* [Data excerpts]:

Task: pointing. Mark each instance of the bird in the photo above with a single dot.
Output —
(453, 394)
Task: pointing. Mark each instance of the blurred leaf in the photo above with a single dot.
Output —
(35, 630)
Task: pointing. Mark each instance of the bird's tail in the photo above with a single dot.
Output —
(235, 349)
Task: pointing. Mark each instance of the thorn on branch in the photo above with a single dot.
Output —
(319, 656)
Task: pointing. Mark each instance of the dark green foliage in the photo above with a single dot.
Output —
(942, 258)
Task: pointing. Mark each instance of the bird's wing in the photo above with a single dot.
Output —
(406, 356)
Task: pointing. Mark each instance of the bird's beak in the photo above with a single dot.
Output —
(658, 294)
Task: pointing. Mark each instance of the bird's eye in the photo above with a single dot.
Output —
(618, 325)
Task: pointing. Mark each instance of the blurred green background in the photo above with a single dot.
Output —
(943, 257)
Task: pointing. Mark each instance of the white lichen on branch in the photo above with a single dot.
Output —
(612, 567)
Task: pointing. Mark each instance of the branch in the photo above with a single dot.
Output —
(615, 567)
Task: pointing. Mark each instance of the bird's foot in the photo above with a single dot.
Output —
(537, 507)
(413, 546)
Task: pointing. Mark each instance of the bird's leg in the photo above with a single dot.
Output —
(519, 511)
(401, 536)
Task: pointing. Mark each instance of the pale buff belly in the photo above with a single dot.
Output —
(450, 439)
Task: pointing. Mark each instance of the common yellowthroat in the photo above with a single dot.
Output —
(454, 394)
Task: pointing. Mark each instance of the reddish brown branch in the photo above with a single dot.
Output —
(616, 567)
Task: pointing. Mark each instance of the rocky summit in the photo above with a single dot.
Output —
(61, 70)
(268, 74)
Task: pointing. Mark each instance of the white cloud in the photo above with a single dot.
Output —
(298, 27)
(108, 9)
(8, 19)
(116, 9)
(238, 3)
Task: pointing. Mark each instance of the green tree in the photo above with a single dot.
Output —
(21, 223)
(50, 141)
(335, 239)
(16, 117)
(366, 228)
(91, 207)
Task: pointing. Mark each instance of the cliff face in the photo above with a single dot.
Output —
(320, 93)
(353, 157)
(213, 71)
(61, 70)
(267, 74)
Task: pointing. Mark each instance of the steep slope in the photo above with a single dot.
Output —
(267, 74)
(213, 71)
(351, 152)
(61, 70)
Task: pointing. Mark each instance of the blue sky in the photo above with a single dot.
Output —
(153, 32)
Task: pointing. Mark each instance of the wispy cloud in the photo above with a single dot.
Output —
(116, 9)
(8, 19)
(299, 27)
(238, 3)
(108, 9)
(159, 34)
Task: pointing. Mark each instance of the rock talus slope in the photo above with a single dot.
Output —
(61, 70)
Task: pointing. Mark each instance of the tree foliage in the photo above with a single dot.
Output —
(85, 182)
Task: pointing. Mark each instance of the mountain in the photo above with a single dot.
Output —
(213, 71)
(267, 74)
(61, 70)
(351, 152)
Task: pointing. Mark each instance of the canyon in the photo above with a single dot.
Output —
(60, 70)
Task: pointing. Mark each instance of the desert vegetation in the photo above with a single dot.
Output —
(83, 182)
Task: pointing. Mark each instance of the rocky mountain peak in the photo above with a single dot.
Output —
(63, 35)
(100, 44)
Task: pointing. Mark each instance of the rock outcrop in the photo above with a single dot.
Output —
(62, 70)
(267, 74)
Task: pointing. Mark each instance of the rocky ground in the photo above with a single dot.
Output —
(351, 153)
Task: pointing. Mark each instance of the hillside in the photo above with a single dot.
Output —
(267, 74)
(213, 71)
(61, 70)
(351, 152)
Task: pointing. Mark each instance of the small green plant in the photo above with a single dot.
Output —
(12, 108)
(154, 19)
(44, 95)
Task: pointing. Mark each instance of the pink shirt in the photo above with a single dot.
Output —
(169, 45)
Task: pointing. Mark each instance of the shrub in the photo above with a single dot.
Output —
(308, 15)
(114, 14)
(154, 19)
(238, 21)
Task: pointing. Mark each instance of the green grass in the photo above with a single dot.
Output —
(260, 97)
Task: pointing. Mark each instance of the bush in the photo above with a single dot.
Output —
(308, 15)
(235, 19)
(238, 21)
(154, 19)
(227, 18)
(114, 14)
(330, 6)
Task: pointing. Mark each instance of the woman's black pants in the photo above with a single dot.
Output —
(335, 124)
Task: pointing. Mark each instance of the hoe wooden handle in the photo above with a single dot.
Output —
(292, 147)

* [The task]:
For the string "tree", give the number of lines in the records that contain it and nothing besides.

* [Written response]:
2